Exercise brief :: Rewrite every line of the records below as a numbered list, skipping any blank lines. Do not include the pictures in your answer.

Data lines ::
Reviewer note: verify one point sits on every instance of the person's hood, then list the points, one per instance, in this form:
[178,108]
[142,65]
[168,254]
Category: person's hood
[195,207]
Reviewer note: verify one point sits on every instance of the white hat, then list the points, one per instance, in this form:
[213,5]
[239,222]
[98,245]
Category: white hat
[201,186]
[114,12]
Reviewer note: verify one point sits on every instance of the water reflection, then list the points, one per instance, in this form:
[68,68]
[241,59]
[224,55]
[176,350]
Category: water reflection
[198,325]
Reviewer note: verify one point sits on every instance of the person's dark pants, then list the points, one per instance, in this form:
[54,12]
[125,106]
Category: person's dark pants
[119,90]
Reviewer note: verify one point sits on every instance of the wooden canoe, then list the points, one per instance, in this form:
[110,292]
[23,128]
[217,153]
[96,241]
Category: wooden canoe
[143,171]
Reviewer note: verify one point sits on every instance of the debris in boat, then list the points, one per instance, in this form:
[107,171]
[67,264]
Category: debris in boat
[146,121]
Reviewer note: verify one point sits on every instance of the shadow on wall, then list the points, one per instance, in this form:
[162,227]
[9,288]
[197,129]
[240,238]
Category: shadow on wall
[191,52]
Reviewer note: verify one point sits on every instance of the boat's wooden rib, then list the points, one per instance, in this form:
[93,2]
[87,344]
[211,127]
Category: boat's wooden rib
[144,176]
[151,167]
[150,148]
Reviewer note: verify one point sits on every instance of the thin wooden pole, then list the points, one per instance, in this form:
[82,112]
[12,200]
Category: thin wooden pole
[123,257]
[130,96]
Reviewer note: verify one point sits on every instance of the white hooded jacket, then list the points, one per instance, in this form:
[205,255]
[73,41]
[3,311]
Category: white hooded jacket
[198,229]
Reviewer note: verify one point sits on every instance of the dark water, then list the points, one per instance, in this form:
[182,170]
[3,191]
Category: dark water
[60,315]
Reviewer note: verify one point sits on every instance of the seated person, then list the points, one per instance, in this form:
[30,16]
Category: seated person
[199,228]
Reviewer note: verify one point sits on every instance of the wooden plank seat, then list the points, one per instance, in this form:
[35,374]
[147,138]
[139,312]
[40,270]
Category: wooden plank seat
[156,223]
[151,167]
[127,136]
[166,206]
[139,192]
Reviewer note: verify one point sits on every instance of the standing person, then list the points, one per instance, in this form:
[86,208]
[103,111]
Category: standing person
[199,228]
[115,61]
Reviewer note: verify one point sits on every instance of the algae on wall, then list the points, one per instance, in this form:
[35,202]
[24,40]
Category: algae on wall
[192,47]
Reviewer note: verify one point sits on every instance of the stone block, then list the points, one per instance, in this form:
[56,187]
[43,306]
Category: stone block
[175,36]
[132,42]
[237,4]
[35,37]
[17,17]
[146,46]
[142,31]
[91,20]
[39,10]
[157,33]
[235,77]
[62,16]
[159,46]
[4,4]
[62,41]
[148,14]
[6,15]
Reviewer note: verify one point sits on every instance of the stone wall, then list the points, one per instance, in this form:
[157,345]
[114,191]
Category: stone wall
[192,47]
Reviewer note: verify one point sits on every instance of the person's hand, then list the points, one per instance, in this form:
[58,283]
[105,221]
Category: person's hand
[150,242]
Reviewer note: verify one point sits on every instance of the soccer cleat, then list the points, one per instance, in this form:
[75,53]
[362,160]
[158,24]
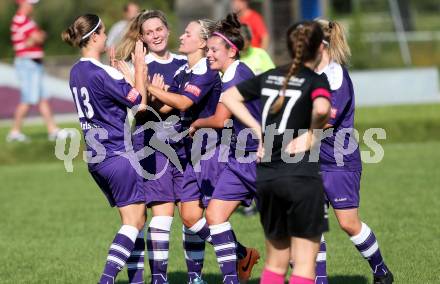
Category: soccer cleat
[246,264]
[198,280]
[386,279]
[16,137]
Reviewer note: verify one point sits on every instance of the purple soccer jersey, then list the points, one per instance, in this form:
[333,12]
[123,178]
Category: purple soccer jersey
[342,117]
[102,96]
[168,177]
[167,68]
[236,73]
[203,86]
[237,181]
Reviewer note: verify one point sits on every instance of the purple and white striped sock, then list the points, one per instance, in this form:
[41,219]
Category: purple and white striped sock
[321,263]
[367,245]
[120,250]
[158,243]
[135,263]
[225,249]
[194,246]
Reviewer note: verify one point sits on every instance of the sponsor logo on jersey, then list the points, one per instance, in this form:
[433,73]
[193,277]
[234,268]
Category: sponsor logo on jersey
[340,199]
[333,112]
[193,90]
[132,95]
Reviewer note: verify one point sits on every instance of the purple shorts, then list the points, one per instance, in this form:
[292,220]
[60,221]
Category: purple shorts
[119,182]
[237,182]
[168,186]
[342,188]
[200,185]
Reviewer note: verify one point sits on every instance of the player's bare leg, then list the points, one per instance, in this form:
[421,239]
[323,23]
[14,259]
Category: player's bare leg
[277,261]
[15,133]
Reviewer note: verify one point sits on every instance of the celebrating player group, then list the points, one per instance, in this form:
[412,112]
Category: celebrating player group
[213,136]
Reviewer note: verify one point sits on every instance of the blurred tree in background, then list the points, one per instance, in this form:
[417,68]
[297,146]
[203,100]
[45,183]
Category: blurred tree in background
[56,15]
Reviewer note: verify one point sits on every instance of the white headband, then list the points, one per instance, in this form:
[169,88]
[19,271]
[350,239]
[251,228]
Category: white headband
[92,31]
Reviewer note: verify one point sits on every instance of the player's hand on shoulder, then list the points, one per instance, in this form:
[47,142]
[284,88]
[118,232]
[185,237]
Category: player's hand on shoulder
[158,81]
[124,68]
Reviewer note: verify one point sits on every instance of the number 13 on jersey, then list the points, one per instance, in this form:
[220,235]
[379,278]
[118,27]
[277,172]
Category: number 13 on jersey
[85,98]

Expected answer ::
1. Reviewer note: verify one point sits on every instance of the person's hood, then list the points, one per instance, in this form:
2. [178,108]
3. [142,65]
4. [168,254]
5. Category: person's hood
6. [195,207]
7. Reviewer note: verify one point sits on every instance of the white hat, then list the points, one per instance, in this form:
8. [213,5]
9. [239,222]
10. [98,245]
11. Category: white hat
12. [201,186]
13. [114,12]
14. Reviewer note: verify one point sits on every instance of the water reflection, then list the points, one per instance, in this form:
15. [68,68]
16. [241,59]
17. [224,55]
18. [176,350]
19. Category: water reflection
20. [198,325]
21. Reviewer note: verify one point sits on every instance of the person's dark pants, then list the points, one per instance, in this form:
22. [54,12]
23. [125,106]
24. Category: person's dark pants
25. [119,90]
26. Reviewer note: verify one point sits on every instance of the wooden canoe, then list the points, one per instance, in this form:
27. [110,292]
28. [23,128]
29. [217,153]
30. [96,241]
31. Category: wooden canoe
32. [143,171]
33. Reviewer note: verify one point sits on every instance of the debris in boat, then list the points, one per instance, in this form:
34. [107,171]
35. [67,264]
36. Category: debris in boat
37. [146,121]
38. Reviewer note: verify one point sits on every instance of the shadow on wall, then list the points, one per instance, in this form:
39. [162,227]
40. [9,288]
41. [197,129]
42. [240,238]
43. Category: shadow on wall
44. [191,52]
45. Reviewer note: verify one point sits on every instance of the boat's wooden rib, then list the points, one per instance, in this form:
46. [93,2]
47. [87,344]
48. [211,127]
49. Category: boat's wooden rib
50. [144,176]
51. [151,167]
52. [150,148]
53. Reviewer note: verify one point sits on every instance of the thin wooden pole, then list the points, one per instance, in this form:
54. [82,112]
55. [12,200]
56. Category: thin wooden pole
57. [123,257]
58. [130,96]
59. Reviewer note: verify one point sits on every instance of the white hooded jacket, then list the points, one per instance, in this form:
60. [205,255]
61. [73,41]
62. [3,311]
63. Category: white hooded jacket
64. [198,229]
65. Reviewer note: verify one point sits on every instance of the dark water, then list the points, one per instance, in this form:
66. [182,170]
67. [3,191]
68. Category: dark water
69. [60,315]
70. Reviewer note: verify one point sits on every instance of the seated person, then list the points, one per instance, in this form:
71. [30,16]
72. Category: seated person
73. [199,228]
74. Reviewer note: verify one point sits on every instance of the wooden plank seat, then list the points, one per instance, in this form:
75. [35,374]
76. [147,138]
77. [139,312]
78. [40,270]
79. Category: wooden plank seat
80. [156,223]
81. [151,167]
82. [127,136]
83. [166,206]
84. [139,192]
85. Reviewer note: verify one point sits on every instance of the standing person, then list the points, one per instance, in this form:
86. [86,208]
87. [103,111]
88. Category: standing person
89. [199,228]
90. [115,61]
91. Reviewer note: verify one point sits on every instance of the algae on wall, then list the points, one per instance, in this form:
92. [35,202]
93. [24,40]
94. Category: algae on wall
95. [192,47]
96. Reviewer note: verify one point sits on every instance of the stone block, then list the points, one per instance, in this form:
97. [56,187]
98. [43,306]
99. Category: stone block
100. [175,36]
101. [132,42]
102. [237,4]
103. [35,37]
104. [17,17]
105. [146,46]
106. [142,31]
107. [91,20]
108. [39,10]
109. [157,33]
110. [235,77]
111. [62,16]
112. [159,46]
113. [4,4]
114. [62,41]
115. [148,14]
116. [6,15]
117. Reviewer note: verify one point sits on every instance of the stone wall, then list the points, one per instance, in this form:
118. [157,345]
119. [114,191]
120. Category: stone wall
121. [192,47]
122. Reviewer note: verify one point sits on every instance of the person's hand, then list the points, one per instance, in this form:
123. [58,283]
124. [105,221]
125. Category: person's hand
126. [150,242]
127. Reviewer note: verify one point sits on every instance of the soccer cleat, then list the points, one per instance, in this form:
128. [75,53]
129. [362,160]
130. [158,24]
131. Category: soccer cleat
132. [246,264]
133. [198,280]
134. [386,279]
135. [16,137]
136. Reviewer note: verify one point sits on every instance of the purple soccer jersey, then list the points, one per instance, in this form:
137. [333,12]
138. [123,178]
139. Category: purple soccer jersey
140. [342,117]
141. [102,96]
142. [168,177]
143. [167,68]
144. [236,73]
145. [203,86]
146. [237,181]
147. Reviewer note: verify one point sits on every instance of the purple and white striped sock, then list the points, one per instance, in this form:
148. [41,219]
149. Category: purple and white striped sock
150. [321,263]
151. [367,245]
152. [120,250]
153. [158,243]
154. [135,263]
155. [225,249]
156. [194,246]
157. Reviewer note: verify one point sits on every instance of the sponsor logo on jersey, then list the points, one per instance, in this form:
158. [433,73]
159. [193,277]
160. [234,268]
161. Category: sponsor logo on jersey
162. [340,199]
163. [333,112]
164. [193,90]
165. [132,95]
166. Reviewer note: verify one point sits on every instance of the purple shorts, then list the points, one per instance, in this form:
167. [292,220]
168. [60,221]
169. Category: purple shorts
170. [119,182]
171. [237,182]
172. [168,186]
173. [342,188]
174. [200,185]
175. Reviewer note: verify one point sits on every instance of the player's bare leg, then list the points, one per instance, in this form:
176. [421,239]
177. [323,23]
178. [14,259]
179. Category: player's bare leg
180. [277,261]
181. [15,133]
182. Reviewer note: verify one point sits on every instance of the celebrating player group, then list the points, one per instance, in this form:
183. [412,112]
184. Category: celebrating player group
185. [213,136]
186. Reviewer note: verify one point sits on every instance of the blurred tree in background, then list the points, one per instance, in this form:
187. [417,68]
188. [297,146]
189. [203,100]
190. [45,183]
191. Category: blurred tree in background
192. [56,15]
193. Reviewer note: verify one point sits on every instance of the white headband, then list the points, one per instance, in this form:
194. [169,88]
195. [19,271]
196. [350,239]
197. [251,228]
198. Category: white headband
199. [92,31]
200. Reviewer note: verify one point sits on every instance of the player's hand on shoulder, then list the points, one per instance, in this form:
201. [47,142]
202. [284,88]
203. [118,232]
204. [185,237]
205. Category: player's hand on shoulder
206. [158,81]
207. [124,68]
208. Reviewer note: verify one point sits on every instance of the number 13 on jersey, then list the points, one per instance, in this form:
209. [220,235]
210. [379,278]
211. [118,27]
212. [277,172]
213. Category: number 13 on jersey
214. [85,98]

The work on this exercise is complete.